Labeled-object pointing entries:
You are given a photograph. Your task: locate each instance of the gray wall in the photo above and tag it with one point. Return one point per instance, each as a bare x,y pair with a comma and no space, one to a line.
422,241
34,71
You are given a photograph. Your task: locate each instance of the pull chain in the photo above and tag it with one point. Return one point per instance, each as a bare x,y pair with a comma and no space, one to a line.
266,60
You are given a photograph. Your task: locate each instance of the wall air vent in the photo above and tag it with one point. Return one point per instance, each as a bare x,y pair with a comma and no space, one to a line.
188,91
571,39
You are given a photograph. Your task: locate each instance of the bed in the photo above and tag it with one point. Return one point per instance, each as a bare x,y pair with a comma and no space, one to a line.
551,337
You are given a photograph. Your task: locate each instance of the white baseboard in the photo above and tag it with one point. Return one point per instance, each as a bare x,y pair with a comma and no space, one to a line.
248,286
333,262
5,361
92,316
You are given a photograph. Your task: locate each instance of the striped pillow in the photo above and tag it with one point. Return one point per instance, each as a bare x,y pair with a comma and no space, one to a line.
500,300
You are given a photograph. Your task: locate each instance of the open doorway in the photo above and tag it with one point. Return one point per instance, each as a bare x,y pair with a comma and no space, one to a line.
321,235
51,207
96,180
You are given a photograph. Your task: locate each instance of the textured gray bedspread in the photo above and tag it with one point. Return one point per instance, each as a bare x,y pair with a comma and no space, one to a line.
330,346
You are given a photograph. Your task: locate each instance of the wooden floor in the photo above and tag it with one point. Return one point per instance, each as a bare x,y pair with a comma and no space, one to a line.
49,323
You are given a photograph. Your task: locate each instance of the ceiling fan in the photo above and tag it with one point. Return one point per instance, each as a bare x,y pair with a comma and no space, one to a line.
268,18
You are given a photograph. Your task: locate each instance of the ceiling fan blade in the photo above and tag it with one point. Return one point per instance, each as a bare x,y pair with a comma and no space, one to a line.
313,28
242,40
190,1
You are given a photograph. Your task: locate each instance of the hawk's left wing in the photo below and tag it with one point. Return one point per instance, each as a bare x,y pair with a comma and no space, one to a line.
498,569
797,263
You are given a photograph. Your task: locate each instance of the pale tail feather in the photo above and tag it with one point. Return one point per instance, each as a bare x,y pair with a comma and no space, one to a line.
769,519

> **EXERCISE OBJECTIVE**:
Emit verbatim the lines running from the one with "of the hawk's" through the last line of the data, both endpoints inclusive.

> **EXERCISE RESPONSE**:
You are given a photograph. Your task: locate each instance of the hawk's left wing in the photo below and tag it with one point. Return one point per instance, each as a bare x,y pair with a comma and no space, one to a line.
498,569
797,263
You are given a photograph. Your task: locate each instance of the pale tail feather in the photo above and tag it with one point. Return one point per instance, each as a bare x,y pair with a comma and no space, one to a line.
769,519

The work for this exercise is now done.